◆ YOUR OBJECTIVE:
Filter the listing for lines containing "bottle".

◆ DATA RECORDS:
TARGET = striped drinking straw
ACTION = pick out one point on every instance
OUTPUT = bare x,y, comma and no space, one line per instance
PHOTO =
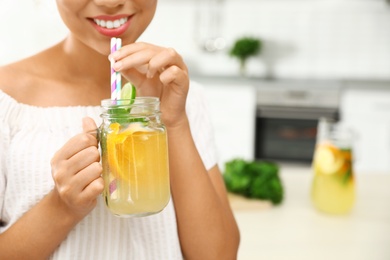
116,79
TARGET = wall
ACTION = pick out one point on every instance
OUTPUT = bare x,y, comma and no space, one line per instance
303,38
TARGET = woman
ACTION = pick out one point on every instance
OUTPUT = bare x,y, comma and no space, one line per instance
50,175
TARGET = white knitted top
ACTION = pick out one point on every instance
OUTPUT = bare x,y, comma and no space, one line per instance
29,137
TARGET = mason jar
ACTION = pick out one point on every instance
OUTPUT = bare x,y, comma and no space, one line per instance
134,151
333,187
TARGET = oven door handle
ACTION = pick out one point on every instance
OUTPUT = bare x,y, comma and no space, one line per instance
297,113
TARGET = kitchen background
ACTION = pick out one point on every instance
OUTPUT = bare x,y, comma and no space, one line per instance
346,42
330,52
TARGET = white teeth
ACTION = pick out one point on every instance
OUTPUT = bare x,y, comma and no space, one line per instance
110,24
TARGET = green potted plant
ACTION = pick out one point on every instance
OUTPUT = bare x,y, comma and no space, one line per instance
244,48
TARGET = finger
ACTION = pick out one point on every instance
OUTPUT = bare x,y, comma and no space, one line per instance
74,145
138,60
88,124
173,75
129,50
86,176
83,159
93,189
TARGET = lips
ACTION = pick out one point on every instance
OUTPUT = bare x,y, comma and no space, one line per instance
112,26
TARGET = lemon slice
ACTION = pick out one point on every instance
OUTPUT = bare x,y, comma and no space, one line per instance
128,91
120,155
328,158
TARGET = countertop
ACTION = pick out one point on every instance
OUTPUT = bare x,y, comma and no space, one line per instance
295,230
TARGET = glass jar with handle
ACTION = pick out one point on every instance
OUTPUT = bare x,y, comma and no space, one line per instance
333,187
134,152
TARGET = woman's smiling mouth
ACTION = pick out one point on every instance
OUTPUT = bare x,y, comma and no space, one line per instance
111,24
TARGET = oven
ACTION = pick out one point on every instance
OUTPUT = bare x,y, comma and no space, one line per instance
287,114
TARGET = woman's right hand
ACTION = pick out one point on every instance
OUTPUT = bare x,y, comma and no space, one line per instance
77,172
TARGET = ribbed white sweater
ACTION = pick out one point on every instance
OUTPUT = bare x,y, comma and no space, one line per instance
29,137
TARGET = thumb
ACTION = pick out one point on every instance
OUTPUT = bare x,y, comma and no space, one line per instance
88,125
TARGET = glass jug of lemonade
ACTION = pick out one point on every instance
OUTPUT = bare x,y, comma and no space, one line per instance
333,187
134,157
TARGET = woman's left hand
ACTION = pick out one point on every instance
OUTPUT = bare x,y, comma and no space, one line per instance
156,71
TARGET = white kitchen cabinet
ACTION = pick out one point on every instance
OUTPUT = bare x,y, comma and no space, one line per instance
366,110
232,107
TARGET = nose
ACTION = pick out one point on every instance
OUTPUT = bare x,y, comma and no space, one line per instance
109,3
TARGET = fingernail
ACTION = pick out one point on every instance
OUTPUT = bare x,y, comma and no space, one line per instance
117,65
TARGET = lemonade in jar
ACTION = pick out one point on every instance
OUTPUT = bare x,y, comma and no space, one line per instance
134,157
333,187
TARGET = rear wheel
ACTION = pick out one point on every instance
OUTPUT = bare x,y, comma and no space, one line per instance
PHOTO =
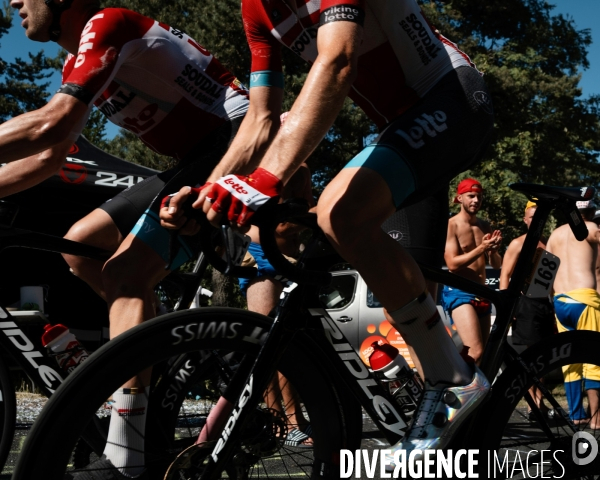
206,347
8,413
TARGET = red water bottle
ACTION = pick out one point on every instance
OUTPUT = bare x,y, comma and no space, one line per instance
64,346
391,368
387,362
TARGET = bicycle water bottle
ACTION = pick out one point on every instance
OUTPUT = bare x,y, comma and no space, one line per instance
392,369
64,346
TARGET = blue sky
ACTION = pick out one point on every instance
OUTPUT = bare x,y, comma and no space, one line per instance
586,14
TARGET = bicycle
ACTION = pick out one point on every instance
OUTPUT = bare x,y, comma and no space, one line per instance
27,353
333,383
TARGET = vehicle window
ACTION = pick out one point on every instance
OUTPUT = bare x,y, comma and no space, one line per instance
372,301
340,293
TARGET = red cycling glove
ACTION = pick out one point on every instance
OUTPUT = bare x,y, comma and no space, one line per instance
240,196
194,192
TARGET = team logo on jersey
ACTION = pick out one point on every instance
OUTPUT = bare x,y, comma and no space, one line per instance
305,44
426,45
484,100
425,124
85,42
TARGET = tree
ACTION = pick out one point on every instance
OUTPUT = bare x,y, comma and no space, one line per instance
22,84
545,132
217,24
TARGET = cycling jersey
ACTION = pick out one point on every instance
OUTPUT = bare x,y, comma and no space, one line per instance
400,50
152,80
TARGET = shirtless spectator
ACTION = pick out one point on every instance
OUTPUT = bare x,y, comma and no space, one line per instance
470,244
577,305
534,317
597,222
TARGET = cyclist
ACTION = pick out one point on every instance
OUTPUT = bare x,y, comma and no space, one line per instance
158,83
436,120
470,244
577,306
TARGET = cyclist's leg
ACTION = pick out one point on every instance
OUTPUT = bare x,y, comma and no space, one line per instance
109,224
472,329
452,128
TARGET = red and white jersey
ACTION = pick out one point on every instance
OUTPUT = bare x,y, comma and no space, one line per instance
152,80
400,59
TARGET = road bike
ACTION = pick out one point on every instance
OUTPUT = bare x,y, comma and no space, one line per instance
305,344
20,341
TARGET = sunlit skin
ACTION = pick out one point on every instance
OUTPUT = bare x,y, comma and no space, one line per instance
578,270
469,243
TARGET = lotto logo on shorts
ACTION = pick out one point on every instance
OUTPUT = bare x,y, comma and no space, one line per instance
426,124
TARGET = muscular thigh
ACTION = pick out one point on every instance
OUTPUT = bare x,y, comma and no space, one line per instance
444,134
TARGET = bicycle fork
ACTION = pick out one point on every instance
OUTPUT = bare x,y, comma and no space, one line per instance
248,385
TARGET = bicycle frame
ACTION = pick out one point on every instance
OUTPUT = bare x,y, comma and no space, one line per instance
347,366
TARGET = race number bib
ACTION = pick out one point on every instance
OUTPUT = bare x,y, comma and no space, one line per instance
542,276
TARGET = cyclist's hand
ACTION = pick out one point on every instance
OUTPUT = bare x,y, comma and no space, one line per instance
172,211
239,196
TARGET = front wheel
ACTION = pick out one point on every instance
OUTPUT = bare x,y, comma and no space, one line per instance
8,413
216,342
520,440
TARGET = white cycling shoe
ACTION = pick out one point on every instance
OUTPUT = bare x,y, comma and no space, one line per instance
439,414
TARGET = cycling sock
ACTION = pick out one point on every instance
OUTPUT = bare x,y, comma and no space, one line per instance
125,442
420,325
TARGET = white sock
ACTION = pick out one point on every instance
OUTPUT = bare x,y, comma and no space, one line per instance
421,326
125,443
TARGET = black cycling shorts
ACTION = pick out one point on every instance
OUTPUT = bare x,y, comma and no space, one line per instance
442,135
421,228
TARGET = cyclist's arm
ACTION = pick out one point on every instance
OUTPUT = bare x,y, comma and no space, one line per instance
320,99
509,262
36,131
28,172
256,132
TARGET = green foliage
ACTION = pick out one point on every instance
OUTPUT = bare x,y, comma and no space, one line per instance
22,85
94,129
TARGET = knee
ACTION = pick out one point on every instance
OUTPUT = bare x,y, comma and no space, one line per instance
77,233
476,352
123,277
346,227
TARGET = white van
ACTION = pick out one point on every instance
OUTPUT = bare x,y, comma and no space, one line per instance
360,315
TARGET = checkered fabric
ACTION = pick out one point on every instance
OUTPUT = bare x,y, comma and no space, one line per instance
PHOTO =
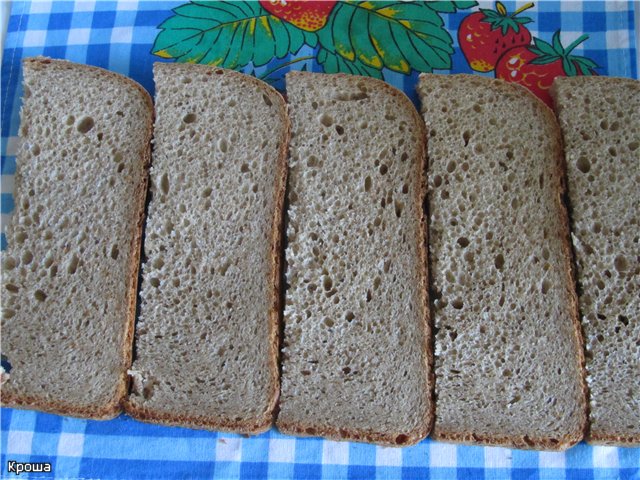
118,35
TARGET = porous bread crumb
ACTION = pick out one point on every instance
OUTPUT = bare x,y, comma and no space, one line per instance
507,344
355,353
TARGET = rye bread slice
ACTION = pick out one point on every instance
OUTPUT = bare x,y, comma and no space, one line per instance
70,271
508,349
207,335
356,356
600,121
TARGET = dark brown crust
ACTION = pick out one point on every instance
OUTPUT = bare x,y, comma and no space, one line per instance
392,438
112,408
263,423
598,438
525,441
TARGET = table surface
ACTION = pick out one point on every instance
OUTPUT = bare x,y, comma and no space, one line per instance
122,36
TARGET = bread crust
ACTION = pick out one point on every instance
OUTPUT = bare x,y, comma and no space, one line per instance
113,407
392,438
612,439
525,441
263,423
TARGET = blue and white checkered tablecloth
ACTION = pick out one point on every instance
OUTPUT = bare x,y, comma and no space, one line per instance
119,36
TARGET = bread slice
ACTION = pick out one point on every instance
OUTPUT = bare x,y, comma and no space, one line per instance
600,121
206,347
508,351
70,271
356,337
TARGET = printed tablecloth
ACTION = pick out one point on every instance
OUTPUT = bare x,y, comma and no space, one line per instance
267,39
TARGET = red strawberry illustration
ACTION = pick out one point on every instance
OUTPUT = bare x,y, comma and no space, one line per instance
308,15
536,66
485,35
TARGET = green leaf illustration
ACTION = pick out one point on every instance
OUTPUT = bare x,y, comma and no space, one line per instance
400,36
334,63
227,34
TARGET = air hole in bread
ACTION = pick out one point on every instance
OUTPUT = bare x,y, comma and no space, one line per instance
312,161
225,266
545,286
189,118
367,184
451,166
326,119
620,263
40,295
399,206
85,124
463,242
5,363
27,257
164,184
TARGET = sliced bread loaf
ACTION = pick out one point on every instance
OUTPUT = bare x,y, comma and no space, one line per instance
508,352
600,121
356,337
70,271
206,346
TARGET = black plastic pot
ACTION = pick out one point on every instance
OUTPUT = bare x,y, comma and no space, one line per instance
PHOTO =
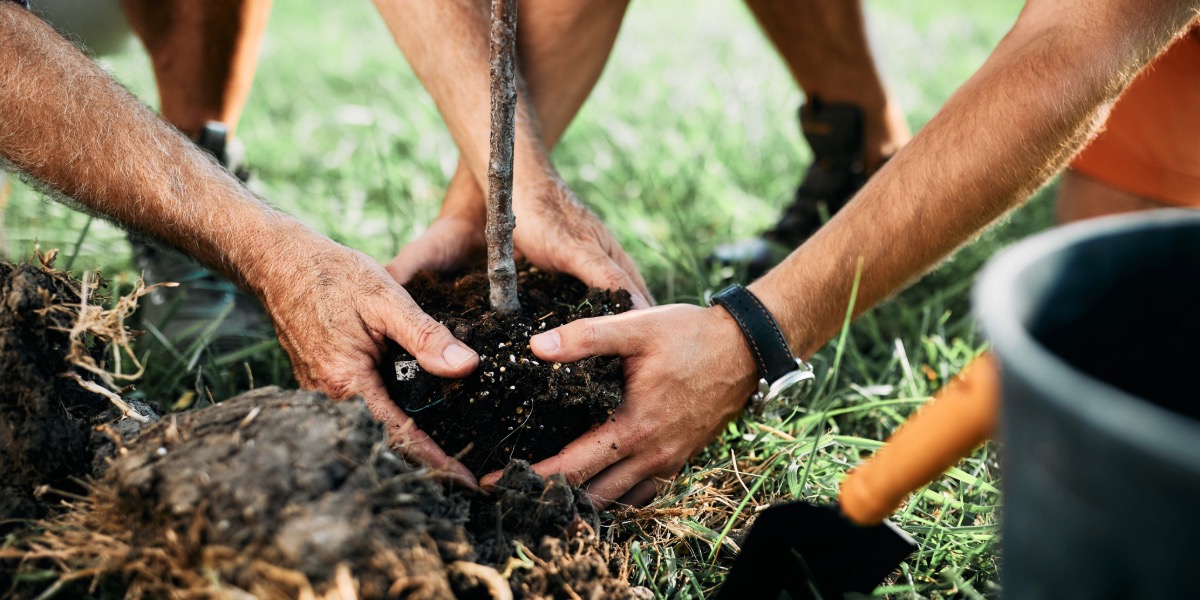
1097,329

◆ RESULT BELOW:
TARGET = red water bottle
TARGET = bicycle water bottle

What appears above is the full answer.